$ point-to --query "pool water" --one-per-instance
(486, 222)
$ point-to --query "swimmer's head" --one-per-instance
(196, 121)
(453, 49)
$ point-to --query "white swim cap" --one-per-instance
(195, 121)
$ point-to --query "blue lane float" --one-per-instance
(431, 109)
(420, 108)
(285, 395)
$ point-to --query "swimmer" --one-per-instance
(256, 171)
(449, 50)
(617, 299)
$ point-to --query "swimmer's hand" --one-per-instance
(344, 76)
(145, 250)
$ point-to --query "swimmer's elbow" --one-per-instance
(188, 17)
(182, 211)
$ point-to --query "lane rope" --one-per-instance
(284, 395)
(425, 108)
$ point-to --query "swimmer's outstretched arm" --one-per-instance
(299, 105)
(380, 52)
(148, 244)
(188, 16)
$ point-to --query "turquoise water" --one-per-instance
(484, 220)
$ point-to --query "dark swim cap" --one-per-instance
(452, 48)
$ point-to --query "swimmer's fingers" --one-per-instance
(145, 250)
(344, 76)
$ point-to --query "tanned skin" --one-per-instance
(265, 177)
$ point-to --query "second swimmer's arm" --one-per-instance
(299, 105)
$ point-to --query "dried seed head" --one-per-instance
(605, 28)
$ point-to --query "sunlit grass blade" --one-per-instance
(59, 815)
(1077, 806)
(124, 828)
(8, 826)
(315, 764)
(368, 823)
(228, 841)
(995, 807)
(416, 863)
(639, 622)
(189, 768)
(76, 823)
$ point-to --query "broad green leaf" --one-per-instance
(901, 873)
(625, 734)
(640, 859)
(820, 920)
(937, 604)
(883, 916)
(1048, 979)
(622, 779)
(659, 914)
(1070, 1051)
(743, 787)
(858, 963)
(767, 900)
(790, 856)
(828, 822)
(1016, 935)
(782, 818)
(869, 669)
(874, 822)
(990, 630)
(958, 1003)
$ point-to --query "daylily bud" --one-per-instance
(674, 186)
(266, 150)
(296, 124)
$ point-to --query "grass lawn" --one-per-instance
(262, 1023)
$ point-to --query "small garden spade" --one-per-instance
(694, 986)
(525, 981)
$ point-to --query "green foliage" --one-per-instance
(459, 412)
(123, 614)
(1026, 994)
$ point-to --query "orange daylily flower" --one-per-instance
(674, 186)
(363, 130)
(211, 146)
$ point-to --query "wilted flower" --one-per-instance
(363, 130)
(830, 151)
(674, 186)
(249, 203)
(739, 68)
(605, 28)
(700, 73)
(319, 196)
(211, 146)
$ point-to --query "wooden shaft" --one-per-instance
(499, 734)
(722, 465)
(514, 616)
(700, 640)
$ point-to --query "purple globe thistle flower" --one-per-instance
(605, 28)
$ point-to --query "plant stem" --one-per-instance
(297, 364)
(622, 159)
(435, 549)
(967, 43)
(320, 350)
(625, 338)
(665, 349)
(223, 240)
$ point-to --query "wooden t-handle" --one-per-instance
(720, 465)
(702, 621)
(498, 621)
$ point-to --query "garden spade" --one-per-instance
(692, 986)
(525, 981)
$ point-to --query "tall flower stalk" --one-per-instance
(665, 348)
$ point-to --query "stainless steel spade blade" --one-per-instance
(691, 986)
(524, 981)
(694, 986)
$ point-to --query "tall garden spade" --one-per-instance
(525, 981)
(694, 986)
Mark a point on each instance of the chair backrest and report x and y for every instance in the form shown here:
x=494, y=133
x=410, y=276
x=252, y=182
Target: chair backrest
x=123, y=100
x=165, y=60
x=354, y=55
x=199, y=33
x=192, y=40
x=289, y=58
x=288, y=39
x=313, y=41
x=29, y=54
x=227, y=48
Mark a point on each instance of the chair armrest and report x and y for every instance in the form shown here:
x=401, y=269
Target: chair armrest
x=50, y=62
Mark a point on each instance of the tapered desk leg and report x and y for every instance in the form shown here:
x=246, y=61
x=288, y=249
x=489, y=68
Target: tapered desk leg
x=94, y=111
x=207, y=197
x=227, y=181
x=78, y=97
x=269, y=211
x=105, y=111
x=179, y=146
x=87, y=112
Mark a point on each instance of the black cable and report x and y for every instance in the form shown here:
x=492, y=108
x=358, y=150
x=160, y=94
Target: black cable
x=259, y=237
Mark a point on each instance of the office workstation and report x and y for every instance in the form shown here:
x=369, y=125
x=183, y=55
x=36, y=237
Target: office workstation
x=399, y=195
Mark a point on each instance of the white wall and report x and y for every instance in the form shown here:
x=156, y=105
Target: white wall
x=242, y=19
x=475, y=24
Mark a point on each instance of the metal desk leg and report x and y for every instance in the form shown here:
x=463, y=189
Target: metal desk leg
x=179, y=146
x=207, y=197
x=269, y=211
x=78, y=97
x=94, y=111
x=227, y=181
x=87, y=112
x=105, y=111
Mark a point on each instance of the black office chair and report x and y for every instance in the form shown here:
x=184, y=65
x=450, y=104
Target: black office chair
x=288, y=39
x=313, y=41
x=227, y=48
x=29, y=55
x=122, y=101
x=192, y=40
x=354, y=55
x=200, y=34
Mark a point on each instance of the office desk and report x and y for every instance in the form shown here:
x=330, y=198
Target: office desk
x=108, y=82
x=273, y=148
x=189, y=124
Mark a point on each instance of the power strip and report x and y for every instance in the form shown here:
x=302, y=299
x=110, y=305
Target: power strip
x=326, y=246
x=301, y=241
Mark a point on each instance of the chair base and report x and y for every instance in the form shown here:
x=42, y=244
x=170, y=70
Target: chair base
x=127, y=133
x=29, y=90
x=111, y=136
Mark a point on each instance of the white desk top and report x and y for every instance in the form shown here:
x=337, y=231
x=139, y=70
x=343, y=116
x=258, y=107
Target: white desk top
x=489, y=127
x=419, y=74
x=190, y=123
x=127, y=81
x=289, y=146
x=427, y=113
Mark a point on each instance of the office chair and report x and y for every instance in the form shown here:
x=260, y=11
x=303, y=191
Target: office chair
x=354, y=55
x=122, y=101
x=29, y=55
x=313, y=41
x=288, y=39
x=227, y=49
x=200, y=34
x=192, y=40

--------------------

• Objective: Shift the answer coordinates by 25. Rewrite every line between the lines holding "Mark a point on each instance of the white wall" and "x=427, y=113", inclusive, requests included, and output only those lines. Add 25 to each x and y value listed after a "Target:" line, and leave the sample values in the requests unchanged.

• Task answer:
Mark a point on each instance of the white wall and report x and y for every instance in the form shown here:
x=156, y=105
Target: white wall
x=267, y=44
x=500, y=49
Mark a point on each instance of the metal desk leg and report x and y for every instance in the form shown here:
x=463, y=189
Target: metal desk leg
x=204, y=171
x=232, y=222
x=294, y=236
x=103, y=122
x=119, y=136
x=252, y=206
x=112, y=137
x=130, y=136
Mark a point on each instance of the black office chair and report x and y for every instance in the form shown here:
x=184, y=65
x=450, y=104
Target: black office chair
x=313, y=64
x=338, y=66
x=252, y=73
x=54, y=80
x=147, y=126
x=217, y=65
x=379, y=80
x=225, y=59
Mark a point on each instance of the office desk and report x and y for every instance in the form shown here:
x=330, y=198
Target: office desk
x=133, y=107
x=298, y=173
x=214, y=149
Mark a point on each instance of the power strip and report x and y for every instance in the form shown here:
x=302, y=299
x=110, y=305
Target: power strip
x=351, y=271
x=326, y=266
Mark a point on each instance of the chair base and report x and y for every instance in the form shown here:
x=42, y=244
x=170, y=70
Target: chair base
x=152, y=158
x=54, y=115
x=136, y=161
Mark a point on each instance of the white desk top and report x and y for every instance in the form shown here:
x=337, y=231
x=139, y=70
x=343, y=116
x=258, y=107
Target: white desk top
x=514, y=152
x=444, y=99
x=215, y=148
x=152, y=106
x=314, y=171
x=452, y=138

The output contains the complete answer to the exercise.